**What to do**
Collect every line in the material below that contains the word "vent" and copy each of those lines in full.
_ _ _
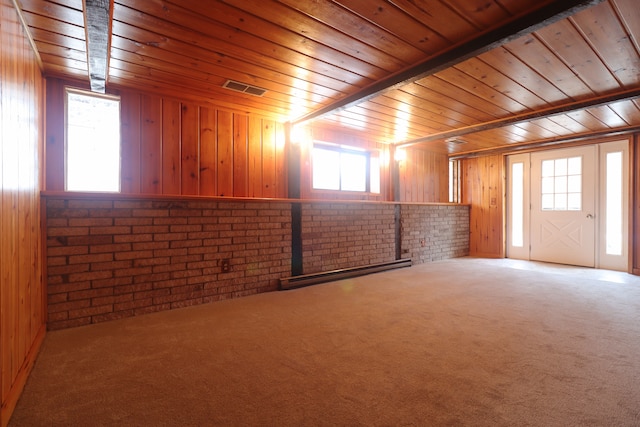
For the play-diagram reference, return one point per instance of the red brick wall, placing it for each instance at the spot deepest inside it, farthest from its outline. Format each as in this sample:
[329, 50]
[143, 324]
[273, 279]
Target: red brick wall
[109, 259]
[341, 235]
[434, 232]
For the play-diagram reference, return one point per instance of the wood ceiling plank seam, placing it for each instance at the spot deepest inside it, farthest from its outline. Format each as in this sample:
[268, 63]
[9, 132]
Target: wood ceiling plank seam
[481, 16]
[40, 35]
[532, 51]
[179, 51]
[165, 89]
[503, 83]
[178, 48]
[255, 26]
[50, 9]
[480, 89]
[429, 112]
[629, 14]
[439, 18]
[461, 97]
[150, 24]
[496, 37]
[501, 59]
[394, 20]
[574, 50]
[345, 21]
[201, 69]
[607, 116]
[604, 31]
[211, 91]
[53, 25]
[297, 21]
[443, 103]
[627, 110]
_ _ _
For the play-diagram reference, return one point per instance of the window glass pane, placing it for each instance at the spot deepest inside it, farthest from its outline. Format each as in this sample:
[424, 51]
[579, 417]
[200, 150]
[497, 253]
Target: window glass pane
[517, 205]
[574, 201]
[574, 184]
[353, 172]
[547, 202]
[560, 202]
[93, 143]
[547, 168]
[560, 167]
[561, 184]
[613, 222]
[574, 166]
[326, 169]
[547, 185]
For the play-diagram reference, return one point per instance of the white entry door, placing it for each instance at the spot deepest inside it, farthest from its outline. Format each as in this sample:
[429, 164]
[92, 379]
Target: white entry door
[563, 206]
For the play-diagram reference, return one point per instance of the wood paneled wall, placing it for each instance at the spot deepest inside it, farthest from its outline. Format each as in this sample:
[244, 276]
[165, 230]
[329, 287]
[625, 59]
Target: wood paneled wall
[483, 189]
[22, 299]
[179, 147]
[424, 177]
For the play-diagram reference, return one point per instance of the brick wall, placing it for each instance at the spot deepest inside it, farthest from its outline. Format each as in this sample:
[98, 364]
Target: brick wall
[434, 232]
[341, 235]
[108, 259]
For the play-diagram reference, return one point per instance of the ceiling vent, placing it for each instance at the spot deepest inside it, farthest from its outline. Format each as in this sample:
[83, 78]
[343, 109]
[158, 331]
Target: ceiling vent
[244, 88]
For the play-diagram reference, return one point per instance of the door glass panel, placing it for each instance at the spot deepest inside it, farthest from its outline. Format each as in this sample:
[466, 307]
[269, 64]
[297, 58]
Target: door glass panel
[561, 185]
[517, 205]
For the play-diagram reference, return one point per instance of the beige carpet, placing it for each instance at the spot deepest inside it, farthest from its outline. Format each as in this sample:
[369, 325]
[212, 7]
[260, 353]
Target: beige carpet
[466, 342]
_ _ _
**Finished task**
For the play-diagram reference, return one point per instance of the ceiling vent, placing it for each instance at the spot deepest inside it, farthest from its outline. Format each as in this sample:
Target: ceiling vent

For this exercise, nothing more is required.